● EXERCISE TASK:
Leave out the pictures and repeat exactly the lines from the one containing "car tire, one" through the end of the records.

● THE DATA:
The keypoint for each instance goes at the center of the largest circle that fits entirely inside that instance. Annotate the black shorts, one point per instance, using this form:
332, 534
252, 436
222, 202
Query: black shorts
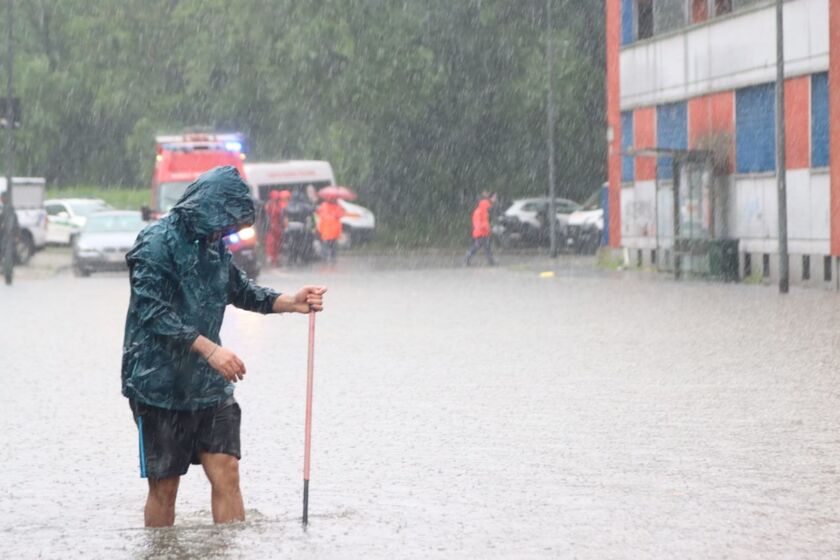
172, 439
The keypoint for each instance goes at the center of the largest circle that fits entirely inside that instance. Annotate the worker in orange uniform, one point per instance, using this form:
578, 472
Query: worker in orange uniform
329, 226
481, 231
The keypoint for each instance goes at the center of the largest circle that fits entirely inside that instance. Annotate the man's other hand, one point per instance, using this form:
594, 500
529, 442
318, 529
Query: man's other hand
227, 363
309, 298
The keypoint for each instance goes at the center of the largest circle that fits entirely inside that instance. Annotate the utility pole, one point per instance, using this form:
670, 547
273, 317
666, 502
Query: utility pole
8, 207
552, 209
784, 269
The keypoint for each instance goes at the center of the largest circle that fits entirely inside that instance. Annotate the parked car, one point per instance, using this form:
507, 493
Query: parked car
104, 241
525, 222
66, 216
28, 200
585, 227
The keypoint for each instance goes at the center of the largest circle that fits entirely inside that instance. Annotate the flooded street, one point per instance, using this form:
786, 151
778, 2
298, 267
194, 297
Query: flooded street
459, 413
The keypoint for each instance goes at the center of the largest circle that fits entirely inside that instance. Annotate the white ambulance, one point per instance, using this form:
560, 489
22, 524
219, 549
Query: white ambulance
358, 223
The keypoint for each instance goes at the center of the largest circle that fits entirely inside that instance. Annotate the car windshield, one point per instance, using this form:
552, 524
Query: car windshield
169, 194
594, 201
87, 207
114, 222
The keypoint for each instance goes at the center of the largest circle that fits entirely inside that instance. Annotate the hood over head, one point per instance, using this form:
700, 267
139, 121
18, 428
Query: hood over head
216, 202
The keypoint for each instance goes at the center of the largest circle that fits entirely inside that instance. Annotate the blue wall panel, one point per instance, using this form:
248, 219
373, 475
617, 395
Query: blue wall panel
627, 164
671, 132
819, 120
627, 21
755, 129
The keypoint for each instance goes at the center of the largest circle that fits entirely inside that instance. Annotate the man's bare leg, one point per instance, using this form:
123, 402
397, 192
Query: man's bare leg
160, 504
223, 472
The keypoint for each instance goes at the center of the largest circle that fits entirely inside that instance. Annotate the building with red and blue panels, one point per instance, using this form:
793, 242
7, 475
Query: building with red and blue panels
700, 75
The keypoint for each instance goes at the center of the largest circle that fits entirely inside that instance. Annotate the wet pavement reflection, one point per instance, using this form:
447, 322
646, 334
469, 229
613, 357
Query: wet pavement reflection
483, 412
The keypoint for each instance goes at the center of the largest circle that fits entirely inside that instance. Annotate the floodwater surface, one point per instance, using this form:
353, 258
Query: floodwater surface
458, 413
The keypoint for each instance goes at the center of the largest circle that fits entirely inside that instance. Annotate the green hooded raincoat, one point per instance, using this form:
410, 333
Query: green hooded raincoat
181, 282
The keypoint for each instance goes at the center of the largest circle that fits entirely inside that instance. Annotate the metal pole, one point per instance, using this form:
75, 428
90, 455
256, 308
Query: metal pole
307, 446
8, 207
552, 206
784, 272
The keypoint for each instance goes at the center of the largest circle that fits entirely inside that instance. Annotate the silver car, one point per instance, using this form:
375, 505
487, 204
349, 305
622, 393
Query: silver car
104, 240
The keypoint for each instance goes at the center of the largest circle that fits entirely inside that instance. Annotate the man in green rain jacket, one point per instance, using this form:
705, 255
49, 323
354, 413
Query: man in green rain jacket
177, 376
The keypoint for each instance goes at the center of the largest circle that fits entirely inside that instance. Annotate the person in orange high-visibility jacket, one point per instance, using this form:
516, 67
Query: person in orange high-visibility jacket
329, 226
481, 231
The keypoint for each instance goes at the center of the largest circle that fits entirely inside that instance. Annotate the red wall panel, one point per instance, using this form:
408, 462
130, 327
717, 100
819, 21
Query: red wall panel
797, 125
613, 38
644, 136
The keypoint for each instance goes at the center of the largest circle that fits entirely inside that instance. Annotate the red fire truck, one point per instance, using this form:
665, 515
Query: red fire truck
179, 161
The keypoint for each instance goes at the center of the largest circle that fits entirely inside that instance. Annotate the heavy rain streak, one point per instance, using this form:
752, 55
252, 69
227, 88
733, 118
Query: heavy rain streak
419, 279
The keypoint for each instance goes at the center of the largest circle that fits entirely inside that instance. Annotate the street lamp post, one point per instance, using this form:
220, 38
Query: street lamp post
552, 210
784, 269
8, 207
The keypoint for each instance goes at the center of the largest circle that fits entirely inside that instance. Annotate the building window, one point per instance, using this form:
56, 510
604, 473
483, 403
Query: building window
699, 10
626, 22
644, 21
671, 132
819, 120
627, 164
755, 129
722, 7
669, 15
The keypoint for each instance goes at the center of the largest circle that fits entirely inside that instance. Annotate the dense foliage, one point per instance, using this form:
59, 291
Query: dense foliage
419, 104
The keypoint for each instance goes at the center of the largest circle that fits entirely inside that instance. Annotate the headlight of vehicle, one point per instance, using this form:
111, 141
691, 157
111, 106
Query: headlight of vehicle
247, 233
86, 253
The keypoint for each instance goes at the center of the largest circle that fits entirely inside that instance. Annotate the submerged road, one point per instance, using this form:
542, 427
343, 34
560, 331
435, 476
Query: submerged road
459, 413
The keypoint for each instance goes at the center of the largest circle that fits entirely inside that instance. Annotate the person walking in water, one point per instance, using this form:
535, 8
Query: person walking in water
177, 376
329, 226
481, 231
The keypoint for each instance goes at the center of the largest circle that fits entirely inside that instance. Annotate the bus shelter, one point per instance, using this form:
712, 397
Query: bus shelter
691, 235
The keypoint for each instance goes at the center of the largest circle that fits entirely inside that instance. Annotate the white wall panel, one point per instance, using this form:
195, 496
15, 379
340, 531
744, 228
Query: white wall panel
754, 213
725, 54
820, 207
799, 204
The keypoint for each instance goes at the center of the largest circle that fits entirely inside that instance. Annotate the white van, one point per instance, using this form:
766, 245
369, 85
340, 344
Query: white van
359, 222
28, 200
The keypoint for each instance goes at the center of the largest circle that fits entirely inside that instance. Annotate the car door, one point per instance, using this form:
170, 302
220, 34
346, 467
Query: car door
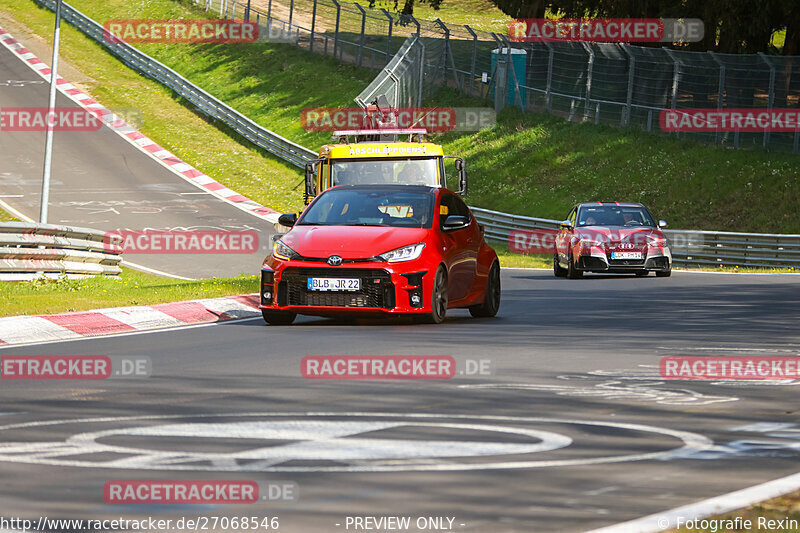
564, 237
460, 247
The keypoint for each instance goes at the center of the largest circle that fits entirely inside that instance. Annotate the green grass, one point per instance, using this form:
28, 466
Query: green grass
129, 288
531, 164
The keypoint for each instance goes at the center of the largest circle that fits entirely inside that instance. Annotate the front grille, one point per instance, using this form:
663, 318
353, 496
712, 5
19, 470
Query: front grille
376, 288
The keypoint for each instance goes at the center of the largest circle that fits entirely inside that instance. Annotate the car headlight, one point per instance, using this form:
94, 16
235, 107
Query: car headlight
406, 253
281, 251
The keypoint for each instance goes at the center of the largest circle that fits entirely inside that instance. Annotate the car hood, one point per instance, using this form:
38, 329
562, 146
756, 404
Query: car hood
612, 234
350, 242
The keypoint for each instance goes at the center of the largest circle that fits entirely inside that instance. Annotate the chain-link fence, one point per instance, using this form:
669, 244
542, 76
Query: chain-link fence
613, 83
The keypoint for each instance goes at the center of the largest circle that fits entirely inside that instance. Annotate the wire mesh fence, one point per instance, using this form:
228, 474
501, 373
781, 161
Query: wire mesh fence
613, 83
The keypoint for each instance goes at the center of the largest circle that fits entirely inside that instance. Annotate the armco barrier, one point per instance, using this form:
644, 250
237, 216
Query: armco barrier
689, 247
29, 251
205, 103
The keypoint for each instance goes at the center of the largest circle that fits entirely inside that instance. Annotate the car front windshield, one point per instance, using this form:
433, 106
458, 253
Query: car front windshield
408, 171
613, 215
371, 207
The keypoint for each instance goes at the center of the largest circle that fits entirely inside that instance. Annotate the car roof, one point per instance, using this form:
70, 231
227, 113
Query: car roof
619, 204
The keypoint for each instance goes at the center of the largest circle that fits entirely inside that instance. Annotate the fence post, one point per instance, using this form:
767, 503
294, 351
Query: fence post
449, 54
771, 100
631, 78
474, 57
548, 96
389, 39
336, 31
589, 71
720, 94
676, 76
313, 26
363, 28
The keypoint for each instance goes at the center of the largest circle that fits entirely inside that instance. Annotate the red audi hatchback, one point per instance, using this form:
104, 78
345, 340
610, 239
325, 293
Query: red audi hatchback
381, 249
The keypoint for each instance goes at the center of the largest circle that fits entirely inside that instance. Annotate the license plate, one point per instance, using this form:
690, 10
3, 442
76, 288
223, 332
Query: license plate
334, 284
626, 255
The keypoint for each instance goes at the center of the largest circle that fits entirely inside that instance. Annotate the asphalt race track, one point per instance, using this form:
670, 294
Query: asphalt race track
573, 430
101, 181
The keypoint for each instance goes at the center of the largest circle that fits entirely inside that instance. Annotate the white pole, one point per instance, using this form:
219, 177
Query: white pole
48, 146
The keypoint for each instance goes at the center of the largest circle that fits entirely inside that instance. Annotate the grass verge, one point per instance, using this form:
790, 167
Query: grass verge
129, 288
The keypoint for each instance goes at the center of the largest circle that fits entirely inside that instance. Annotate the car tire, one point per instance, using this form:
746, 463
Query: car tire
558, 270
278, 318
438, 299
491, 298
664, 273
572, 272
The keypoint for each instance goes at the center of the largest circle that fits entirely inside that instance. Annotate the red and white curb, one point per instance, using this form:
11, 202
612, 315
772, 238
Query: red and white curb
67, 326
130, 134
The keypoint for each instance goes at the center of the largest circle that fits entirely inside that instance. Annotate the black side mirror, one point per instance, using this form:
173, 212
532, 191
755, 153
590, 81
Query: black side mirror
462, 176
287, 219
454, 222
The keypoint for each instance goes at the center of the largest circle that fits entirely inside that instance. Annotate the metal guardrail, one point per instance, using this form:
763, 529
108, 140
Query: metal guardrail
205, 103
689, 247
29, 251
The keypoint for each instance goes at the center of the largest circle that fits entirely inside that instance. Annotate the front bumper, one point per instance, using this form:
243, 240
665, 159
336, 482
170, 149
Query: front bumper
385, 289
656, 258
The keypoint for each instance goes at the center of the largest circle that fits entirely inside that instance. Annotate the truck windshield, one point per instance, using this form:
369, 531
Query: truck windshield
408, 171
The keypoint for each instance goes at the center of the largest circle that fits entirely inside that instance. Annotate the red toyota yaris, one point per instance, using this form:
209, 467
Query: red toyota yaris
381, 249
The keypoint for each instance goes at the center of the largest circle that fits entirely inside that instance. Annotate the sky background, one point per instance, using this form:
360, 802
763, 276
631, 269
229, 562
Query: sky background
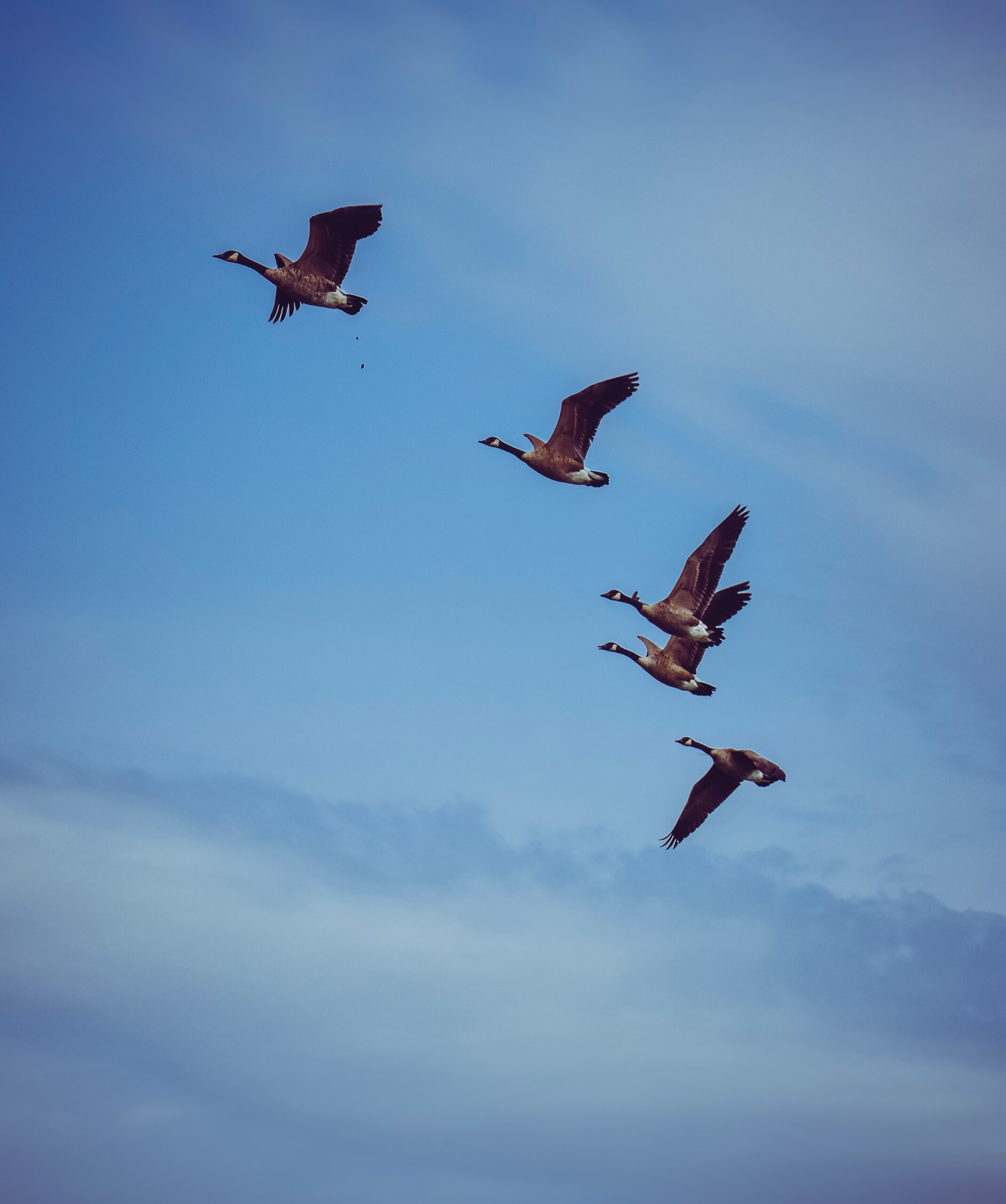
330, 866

● FINISHED ANSWER:
The keypoint for each instance goes at the center of the largest circle that fits entirely inside that instance. Annotate the car tire, one point per instance, using this form:
746, 463
Query: car tire
558, 270
278, 318
438, 299
491, 298
664, 273
572, 272
The keypoint for each instance goes at the center of the largest circle that fits entirely inside that instance. Annotate the red and white curb, one point per instance, using this form:
11, 202
612, 315
772, 238
Query: red and white curb
67, 326
130, 134
The keypoint for each instance goes at the center of the largest circle that fits entirely inside that instance. Annotate the black side mirror, one point per instance, using this form:
173, 212
532, 191
755, 153
590, 81
Query: black side mirror
462, 176
287, 219
454, 222
The keypoint for each instance goes at the center of the largest circle that fits entirely inside that instance. Annotate the metal guardrail, one point per instance, using this form:
763, 529
108, 140
Query: metal guardrail
205, 103
689, 247
29, 251
The keypoint for each instance goes at the center of the largest circle that fits entirely inside that instance. Annotate the front bumper, one point per instance, using this form:
243, 240
665, 159
336, 482
170, 149
Query: front bumper
385, 289
656, 258
The keypoint for each instance goes at the center of the largest circle that fits entirely inside that instance. Annotate the truck windshield, one point per instance, using this form:
369, 531
Query: truck windshield
408, 171
The keypoint for each instance goes at the center of the largest circle that fits entirely inside that instance. Annotate the red toyota yaris, one point per instance, using this form:
209, 467
Query: red toyota yaris
381, 249
The keypoint for each instance goes at the center of the largest circle that fits entirely inside that instance. Annotate the sky background, one point per instance, using this form:
360, 802
763, 276
631, 269
229, 562
Query: sky background
330, 866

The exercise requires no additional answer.